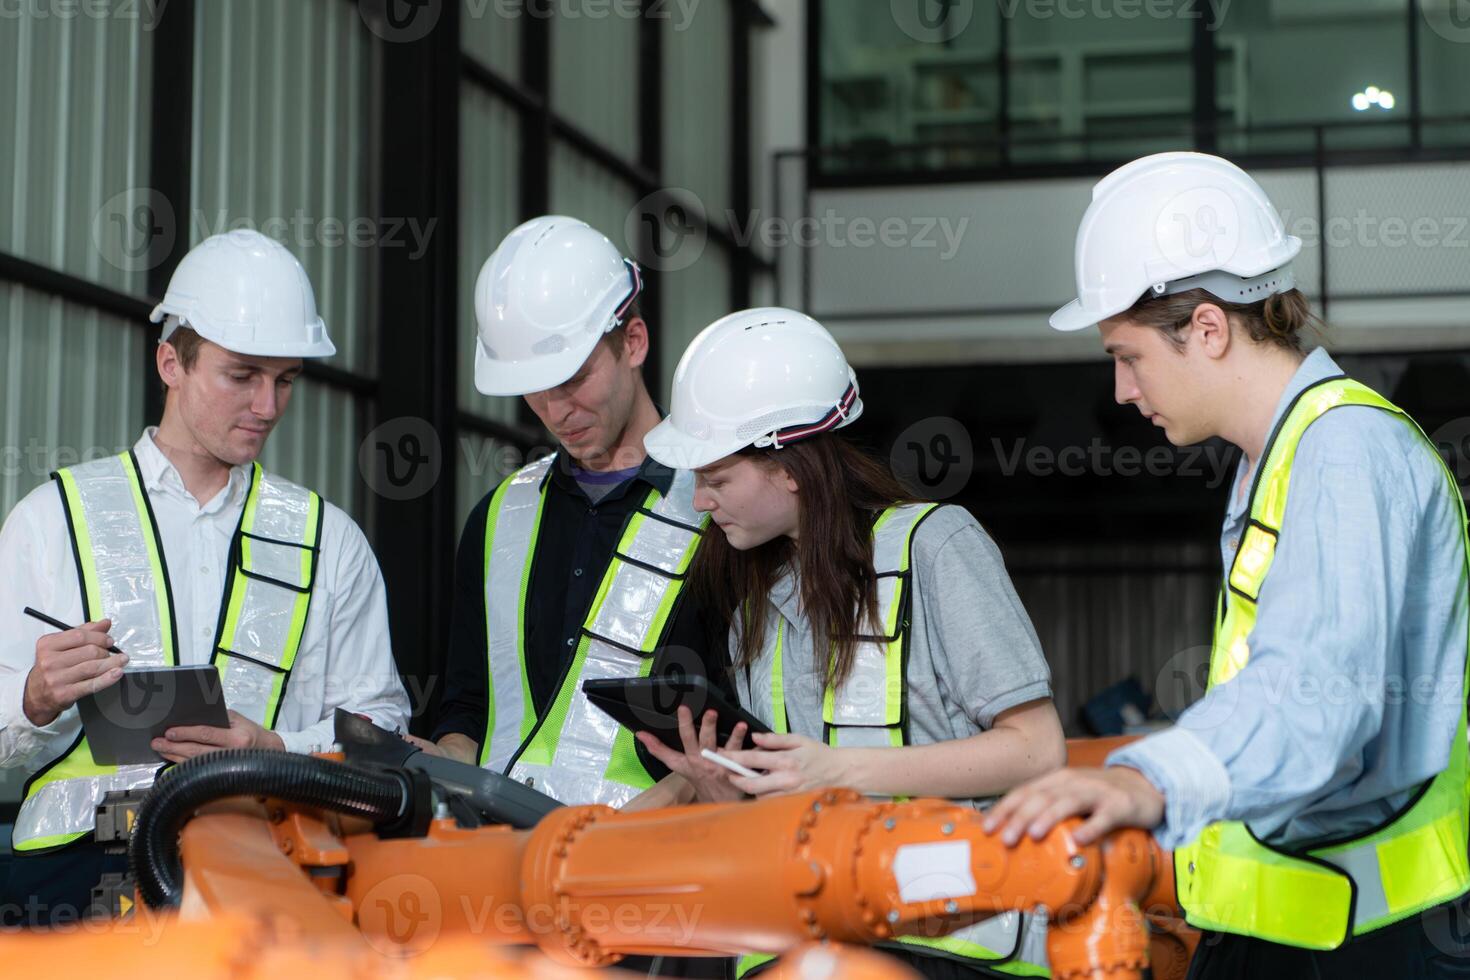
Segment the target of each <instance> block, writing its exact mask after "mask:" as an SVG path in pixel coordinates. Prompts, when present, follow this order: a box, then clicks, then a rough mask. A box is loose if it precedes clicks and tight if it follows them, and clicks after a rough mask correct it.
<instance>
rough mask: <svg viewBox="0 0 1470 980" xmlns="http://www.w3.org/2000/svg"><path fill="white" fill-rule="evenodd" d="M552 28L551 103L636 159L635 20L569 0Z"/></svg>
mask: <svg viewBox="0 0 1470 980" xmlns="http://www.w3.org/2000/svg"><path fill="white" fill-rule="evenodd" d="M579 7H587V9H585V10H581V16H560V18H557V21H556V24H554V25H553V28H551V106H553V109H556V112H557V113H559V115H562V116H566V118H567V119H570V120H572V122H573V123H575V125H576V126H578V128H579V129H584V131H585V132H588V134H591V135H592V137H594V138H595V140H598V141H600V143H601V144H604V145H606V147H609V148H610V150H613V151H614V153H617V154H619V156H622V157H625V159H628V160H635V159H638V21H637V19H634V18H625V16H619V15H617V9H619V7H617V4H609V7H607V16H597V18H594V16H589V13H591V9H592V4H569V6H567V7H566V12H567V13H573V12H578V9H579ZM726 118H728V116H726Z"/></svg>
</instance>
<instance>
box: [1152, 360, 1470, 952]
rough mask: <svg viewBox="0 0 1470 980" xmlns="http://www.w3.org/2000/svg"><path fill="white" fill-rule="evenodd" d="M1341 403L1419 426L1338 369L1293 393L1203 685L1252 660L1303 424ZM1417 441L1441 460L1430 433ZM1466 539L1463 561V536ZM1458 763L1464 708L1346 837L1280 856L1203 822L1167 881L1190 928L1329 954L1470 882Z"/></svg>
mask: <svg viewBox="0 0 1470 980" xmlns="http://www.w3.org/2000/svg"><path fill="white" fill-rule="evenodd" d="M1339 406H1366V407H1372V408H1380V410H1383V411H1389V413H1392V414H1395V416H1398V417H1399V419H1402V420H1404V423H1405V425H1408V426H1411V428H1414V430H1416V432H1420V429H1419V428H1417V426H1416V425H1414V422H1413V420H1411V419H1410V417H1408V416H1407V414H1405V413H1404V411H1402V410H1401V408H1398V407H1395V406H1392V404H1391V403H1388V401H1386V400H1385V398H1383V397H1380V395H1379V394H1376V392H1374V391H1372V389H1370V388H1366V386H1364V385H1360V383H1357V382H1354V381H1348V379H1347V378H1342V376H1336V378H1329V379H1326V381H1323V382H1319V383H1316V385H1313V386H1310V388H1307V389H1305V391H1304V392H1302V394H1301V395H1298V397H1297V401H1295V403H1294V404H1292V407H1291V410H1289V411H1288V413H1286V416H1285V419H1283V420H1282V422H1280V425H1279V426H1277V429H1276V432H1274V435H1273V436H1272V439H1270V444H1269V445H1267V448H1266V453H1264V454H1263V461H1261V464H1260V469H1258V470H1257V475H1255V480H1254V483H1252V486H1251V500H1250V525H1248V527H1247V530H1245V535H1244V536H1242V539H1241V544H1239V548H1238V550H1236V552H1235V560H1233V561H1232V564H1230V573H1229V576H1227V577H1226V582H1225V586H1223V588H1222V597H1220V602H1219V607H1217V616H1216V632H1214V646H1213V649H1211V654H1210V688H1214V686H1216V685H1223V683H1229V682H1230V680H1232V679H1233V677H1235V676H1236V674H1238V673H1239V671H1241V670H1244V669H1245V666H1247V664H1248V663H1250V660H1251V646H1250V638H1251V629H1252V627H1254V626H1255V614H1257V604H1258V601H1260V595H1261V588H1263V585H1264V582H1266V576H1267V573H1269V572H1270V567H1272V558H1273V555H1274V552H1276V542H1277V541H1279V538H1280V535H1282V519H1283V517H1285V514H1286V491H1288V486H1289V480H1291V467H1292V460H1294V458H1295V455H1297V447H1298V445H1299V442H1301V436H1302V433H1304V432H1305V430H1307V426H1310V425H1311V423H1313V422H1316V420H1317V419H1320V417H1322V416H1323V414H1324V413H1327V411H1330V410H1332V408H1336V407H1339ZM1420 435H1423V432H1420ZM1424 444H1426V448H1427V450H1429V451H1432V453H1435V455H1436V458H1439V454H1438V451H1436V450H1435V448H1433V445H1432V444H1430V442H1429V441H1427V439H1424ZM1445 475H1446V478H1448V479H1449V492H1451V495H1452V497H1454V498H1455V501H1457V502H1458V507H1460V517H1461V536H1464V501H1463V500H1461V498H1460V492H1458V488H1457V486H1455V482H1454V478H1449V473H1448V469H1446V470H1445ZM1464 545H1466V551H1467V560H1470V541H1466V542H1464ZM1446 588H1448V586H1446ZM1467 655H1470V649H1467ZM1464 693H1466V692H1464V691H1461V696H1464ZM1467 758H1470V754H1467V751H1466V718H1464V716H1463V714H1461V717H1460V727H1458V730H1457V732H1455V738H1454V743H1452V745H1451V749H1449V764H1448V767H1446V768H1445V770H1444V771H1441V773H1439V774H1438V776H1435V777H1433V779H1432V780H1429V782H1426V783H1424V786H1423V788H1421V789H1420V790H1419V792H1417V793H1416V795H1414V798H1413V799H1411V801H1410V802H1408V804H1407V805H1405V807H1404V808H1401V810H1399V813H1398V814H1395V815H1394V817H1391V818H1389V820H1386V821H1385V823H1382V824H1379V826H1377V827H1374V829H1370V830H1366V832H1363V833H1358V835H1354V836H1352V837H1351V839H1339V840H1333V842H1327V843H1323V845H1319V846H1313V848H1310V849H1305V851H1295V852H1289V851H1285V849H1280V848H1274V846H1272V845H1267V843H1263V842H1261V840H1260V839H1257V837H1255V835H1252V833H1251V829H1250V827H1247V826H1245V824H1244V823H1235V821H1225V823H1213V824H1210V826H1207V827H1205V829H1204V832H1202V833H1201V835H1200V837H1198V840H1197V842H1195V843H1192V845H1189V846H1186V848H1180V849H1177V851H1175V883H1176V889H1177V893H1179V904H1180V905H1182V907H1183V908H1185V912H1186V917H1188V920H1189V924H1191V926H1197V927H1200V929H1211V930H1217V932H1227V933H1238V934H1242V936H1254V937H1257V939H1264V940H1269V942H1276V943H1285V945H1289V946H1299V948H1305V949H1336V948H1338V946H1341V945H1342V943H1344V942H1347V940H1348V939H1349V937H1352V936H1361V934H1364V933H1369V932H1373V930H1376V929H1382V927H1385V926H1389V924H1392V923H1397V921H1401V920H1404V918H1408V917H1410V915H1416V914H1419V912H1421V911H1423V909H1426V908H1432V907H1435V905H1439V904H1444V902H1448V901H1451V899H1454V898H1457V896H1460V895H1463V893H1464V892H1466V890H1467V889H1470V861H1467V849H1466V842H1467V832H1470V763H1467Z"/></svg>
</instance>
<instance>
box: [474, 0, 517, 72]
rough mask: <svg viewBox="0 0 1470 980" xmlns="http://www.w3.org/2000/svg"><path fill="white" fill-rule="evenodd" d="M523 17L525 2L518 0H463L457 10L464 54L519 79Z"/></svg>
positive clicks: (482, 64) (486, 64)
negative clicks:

■ Exercise instructions ■
All of the entries must be reproduced exactly, with no pictures kept.

■ Finished task ■
Segment the target of each <instance> block, writing its exact mask after "mask:" as an SVG path in pixel coordinates. Prompts, when present, follow this order: a box, then clicks, then a rough mask. A box is loose if it precedes clicks and tight if it follows them, and clicks after a rough mask correct it.
<instance>
rough mask: <svg viewBox="0 0 1470 980" xmlns="http://www.w3.org/2000/svg"><path fill="white" fill-rule="evenodd" d="M552 28L551 103L636 159L635 20L569 0Z"/></svg>
mask: <svg viewBox="0 0 1470 980" xmlns="http://www.w3.org/2000/svg"><path fill="white" fill-rule="evenodd" d="M579 7H587V9H585V10H581V16H560V18H557V21H556V24H554V25H553V28H551V106H553V109H556V112H557V113H559V115H562V116H566V118H567V119H570V120H572V122H573V123H575V125H576V126H578V128H579V129H584V131H585V132H588V134H591V135H592V137H594V138H595V140H598V141H600V143H601V144H604V145H606V147H609V148H610V150H613V151H614V153H617V154H619V156H622V157H625V159H628V160H635V159H638V21H637V19H634V18H625V16H619V15H617V9H619V7H617V4H609V7H607V16H597V18H594V16H589V13H591V9H592V4H569V6H567V7H566V12H567V13H573V12H578V9H579ZM726 118H728V116H726Z"/></svg>
</instance>
<instance>
box: [1152, 360, 1470, 952]
rough mask: <svg viewBox="0 0 1470 980" xmlns="http://www.w3.org/2000/svg"><path fill="white" fill-rule="evenodd" d="M1341 403L1419 426L1338 369L1293 393L1203 685L1252 660L1303 424ZM1417 441L1441 460L1430 433ZM1466 539L1463 561V536ZM1458 763L1464 708L1346 837L1280 856L1203 822L1167 881L1190 928L1329 954L1470 882Z"/></svg>
mask: <svg viewBox="0 0 1470 980" xmlns="http://www.w3.org/2000/svg"><path fill="white" fill-rule="evenodd" d="M1339 406H1366V407H1372V408H1380V410H1383V411H1389V413H1392V414H1395V416H1398V417H1399V419H1402V420H1404V423H1405V425H1408V426H1411V428H1414V430H1416V432H1420V429H1419V428H1417V426H1416V425H1414V422H1413V420H1411V419H1410V417H1408V416H1407V414H1405V413H1404V411H1402V410H1401V408H1398V407H1395V406H1392V404H1391V403H1388V401H1386V400H1385V398H1383V397H1380V395H1379V394H1376V392H1374V391H1372V389H1370V388H1366V386H1364V385H1360V383H1357V382H1354V381H1348V379H1347V378H1342V376H1336V378H1329V379H1326V381H1323V382H1319V383H1316V385H1313V386H1310V388H1307V389H1305V391H1304V392H1302V394H1301V395H1298V397H1297V401H1295V403H1294V404H1292V407H1291V410H1289V411H1288V413H1286V416H1285V419H1283V420H1282V422H1280V425H1279V426H1277V429H1276V432H1274V435H1273V436H1272V439H1270V444H1269V445H1267V448H1266V453H1264V454H1263V461H1261V464H1260V469H1258V470H1257V475H1255V480H1254V483H1252V486H1251V500H1250V525H1248V527H1247V530H1245V535H1244V536H1242V539H1241V544H1239V548H1238V550H1236V552H1235V560H1233V561H1232V564H1230V573H1229V576H1227V577H1226V582H1225V586H1223V588H1222V597H1220V602H1219V607H1217V616H1216V632H1214V646H1213V649H1211V654H1210V688H1214V686H1216V685H1223V683H1229V682H1230V680H1232V679H1233V677H1235V676H1236V674H1238V673H1239V671H1241V670H1244V669H1245V666H1247V664H1248V663H1250V660H1251V646H1250V638H1251V629H1252V627H1254V626H1255V614H1257V604H1258V601H1260V595H1261V588H1263V585H1264V582H1266V576H1267V573H1269V572H1270V567H1272V558H1273V555H1274V552H1276V542H1277V541H1279V538H1280V535H1282V519H1283V517H1285V514H1286V491H1288V486H1289V480H1291V467H1292V460H1294V458H1295V455H1297V447H1298V445H1299V442H1301V436H1302V433H1304V432H1305V430H1307V426H1310V425H1311V423H1313V422H1316V420H1317V419H1320V417H1322V416H1323V414H1324V413H1327V411H1330V410H1332V408H1336V407H1339ZM1420 435H1423V432H1420ZM1424 444H1426V448H1427V450H1429V451H1432V453H1435V455H1436V458H1439V454H1438V451H1436V450H1435V448H1433V445H1432V444H1430V442H1429V441H1427V439H1424ZM1445 475H1446V478H1448V479H1449V492H1451V495H1452V497H1454V498H1455V501H1457V502H1458V507H1460V517H1461V536H1464V501H1463V500H1461V498H1460V492H1458V488H1457V486H1455V482H1454V478H1449V473H1448V469H1446V470H1445ZM1464 545H1466V551H1467V560H1470V541H1466V542H1464ZM1446 588H1448V586H1446ZM1467 655H1470V649H1467ZM1464 693H1466V692H1464V691H1461V696H1464ZM1467 758H1470V754H1467V751H1466V718H1464V716H1463V714H1461V717H1460V727H1458V730H1457V732H1455V738H1454V743H1452V745H1451V749H1449V764H1448V767H1446V768H1445V770H1444V771H1441V773H1439V774H1438V776H1435V777H1433V779H1432V780H1429V782H1426V783H1424V786H1423V788H1421V789H1420V790H1419V792H1417V793H1416V795H1414V798H1413V799H1411V801H1410V802H1408V804H1407V805H1405V807H1404V808H1401V810H1399V813H1398V814H1395V815H1394V817H1391V818H1389V820H1386V821H1385V823H1382V824H1379V826H1377V827H1374V829H1370V830H1366V832H1363V833H1358V835H1354V836H1352V837H1351V839H1339V840H1333V842H1327V843H1323V845H1319V846H1313V848H1310V849H1305V851H1295V852H1289V851H1285V849H1280V848H1274V846H1272V845H1267V843H1263V842H1261V840H1260V839H1257V837H1255V835H1252V833H1251V829H1250V827H1247V826H1245V824H1244V823H1235V821H1225V823H1213V824H1210V826H1207V827H1205V829H1204V832H1202V833H1201V835H1200V837H1198V840H1197V842H1195V843H1192V845H1189V846H1186V848H1180V849H1177V851H1175V883H1176V889H1177V893H1179V904H1180V905H1182V907H1183V908H1185V912H1186V917H1188V920H1189V924H1191V926H1197V927H1200V929H1211V930H1217V932H1227V933H1238V934H1242V936H1254V937H1257V939H1264V940H1269V942H1276V943H1285V945H1289V946H1299V948H1305V949H1336V948H1338V946H1341V945H1342V943H1344V942H1347V940H1348V939H1349V937H1352V936H1361V934H1364V933H1369V932H1373V930H1376V929H1382V927H1385V926H1389V924H1392V923H1397V921H1401V920H1404V918H1408V917H1410V915H1416V914H1419V912H1421V911H1423V909H1426V908H1432V907H1435V905H1439V904H1444V902H1448V901H1451V899H1454V898H1457V896H1460V895H1463V893H1464V892H1466V890H1467V889H1470V861H1467V849H1466V842H1467V832H1470V763H1467Z"/></svg>
</instance>
<instance>
box: [474, 0, 517, 72]
rough mask: <svg viewBox="0 0 1470 980" xmlns="http://www.w3.org/2000/svg"><path fill="white" fill-rule="evenodd" d="M523 17L525 2L518 0H463L457 10L464 54L519 79Z"/></svg>
positive clicks: (482, 64) (486, 64)
negative clicks:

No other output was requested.